*RECORD SET*
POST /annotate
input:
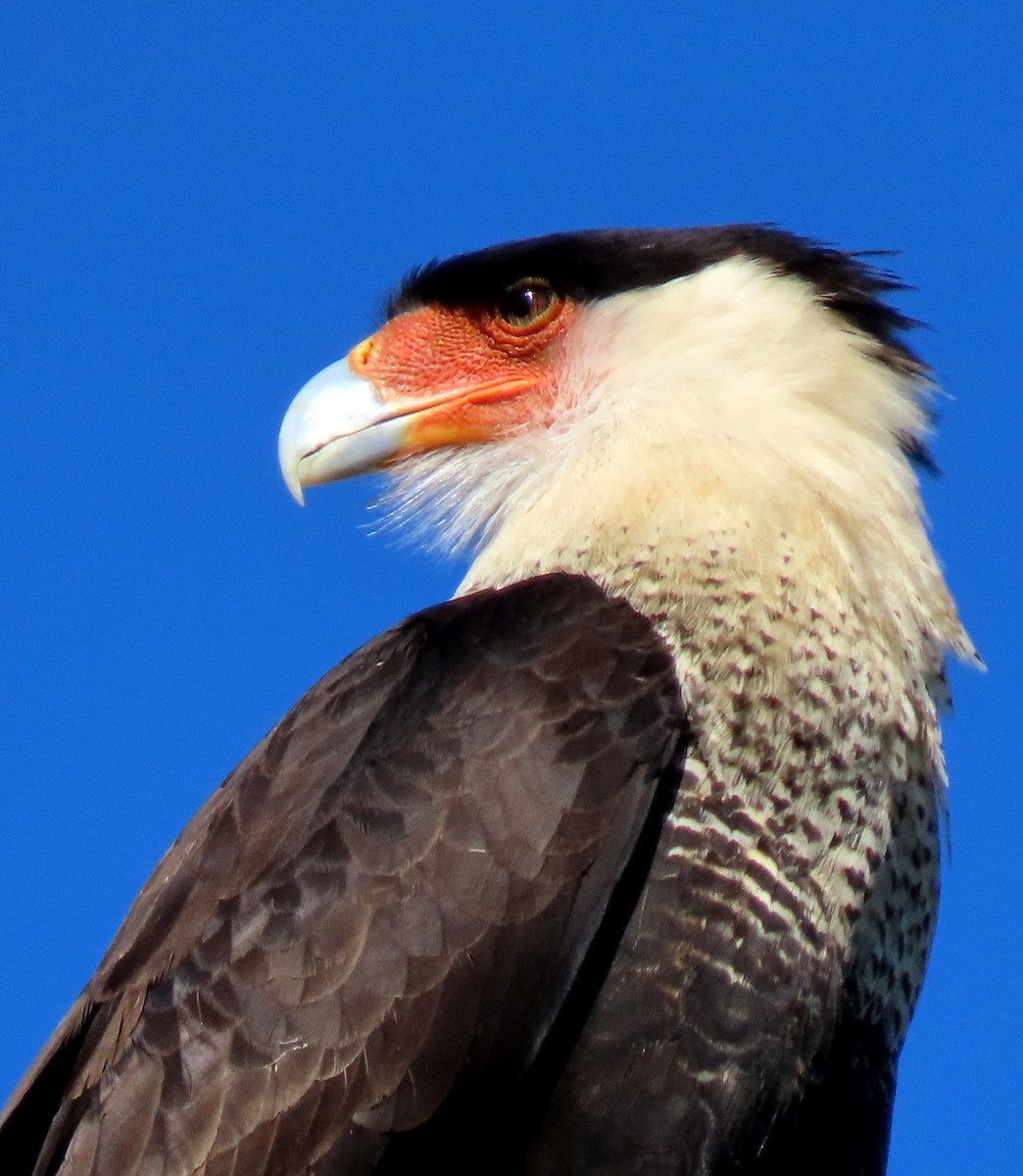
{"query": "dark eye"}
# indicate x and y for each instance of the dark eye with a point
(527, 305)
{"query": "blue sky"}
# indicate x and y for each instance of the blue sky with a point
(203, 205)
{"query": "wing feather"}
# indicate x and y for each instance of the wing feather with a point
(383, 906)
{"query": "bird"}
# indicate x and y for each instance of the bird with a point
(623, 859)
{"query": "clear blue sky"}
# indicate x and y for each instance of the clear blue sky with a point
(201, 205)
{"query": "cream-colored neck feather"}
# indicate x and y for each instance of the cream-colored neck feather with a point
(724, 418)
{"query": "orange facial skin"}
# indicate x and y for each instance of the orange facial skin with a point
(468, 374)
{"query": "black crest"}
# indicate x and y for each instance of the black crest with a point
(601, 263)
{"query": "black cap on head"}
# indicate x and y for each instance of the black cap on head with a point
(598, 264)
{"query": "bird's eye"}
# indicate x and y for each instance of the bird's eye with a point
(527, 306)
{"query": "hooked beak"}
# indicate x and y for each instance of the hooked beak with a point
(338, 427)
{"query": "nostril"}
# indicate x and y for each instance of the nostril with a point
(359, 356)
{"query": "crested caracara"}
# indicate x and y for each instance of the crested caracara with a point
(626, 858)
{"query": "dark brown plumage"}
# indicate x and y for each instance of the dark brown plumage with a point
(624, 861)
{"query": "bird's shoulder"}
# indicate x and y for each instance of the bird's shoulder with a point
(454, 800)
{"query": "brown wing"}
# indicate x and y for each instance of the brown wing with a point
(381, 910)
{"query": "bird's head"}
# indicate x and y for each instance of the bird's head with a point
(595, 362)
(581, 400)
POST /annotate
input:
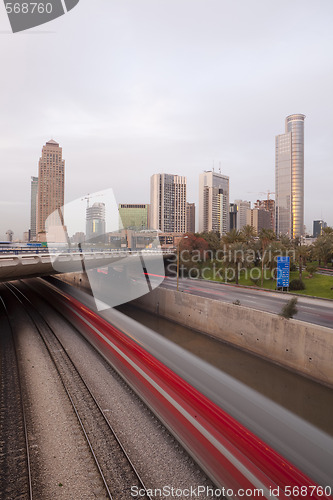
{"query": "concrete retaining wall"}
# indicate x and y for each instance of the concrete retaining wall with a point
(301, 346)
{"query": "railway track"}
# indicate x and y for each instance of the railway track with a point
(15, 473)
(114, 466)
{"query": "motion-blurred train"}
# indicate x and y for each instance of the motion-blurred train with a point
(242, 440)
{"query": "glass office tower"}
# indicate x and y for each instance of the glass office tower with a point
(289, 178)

*WRITTEN TASK*
Transcribe every line in the entries above, taking out only the images.

*TASK SOLUTION*
POST /annotate
input:
{"query": "dark eye"}
# indicate x and y for each instance of the dark eye with a point
(527, 305)
{"query": "blue sky"}
# indicate x and y for each instance of the blue sky with a point
(203, 205)
{"query": "wing feather"}
# indicate x and y for each instance of the wing feather with a point
(383, 906)
{"query": "bird"}
# indicate x and y for each instance of the bird with a point
(623, 859)
{"query": "clear blue sky"}
# indicate x and y for each instance of the clear blue sky with a point
(201, 205)
{"query": "cream-colored neck feather"}
# indicate x and y for each instance of the cream-colored neck feather with a point
(724, 418)
{"query": "orange facial skin"}
# indicate x and y for each instance of the orange facial skin with a point
(468, 374)
{"query": "black crest"}
# indicate x and y for each instance of the black crest with a point
(601, 263)
{"query": "black cap on head"}
# indicate x and y for each instance of the black cap on head with a point
(598, 264)
{"query": "bird's eye"}
# indicate x and y for each instance of the bird's eye with a point
(527, 306)
{"query": "hooked beak"}
# indicate x and y for each instance of the hooked beak with a point
(338, 427)
{"query": "nostril"}
# indicate x and y for each instance of the nostril with a point
(359, 356)
{"query": "crested caracara"}
# indicate x and y for each instance of the crested caracara with a point
(626, 858)
{"query": "dark brown plumage"}
# indicate x and y for each instance of the dark brown plumage with a point
(624, 861)
{"query": "bird's shoulder"}
# indicate x and y for each instance of the bird's shoulder with a point
(454, 800)
{"query": "brown wing"}
# indicate x and y for each instance of the brown wing with a point
(381, 910)
{"query": "bird's head"}
# indicate x and y for each instance of the bird's head with a point
(595, 362)
(581, 400)
POST /annotate
input:
{"query": "concrete retaining wall"}
# indicate x and y for each instance of the concrete retaining wall with a point
(301, 346)
{"query": "railway track"}
# indicate x and y for each instance of the railway track with a point
(15, 473)
(114, 466)
{"query": "motion-blurred train"}
# indicate x and y for each instance of the motion-blurred train with a point
(242, 440)
{"query": "glass office tower"}
# indicate x and y for each instance of the glass office tower with a point
(289, 178)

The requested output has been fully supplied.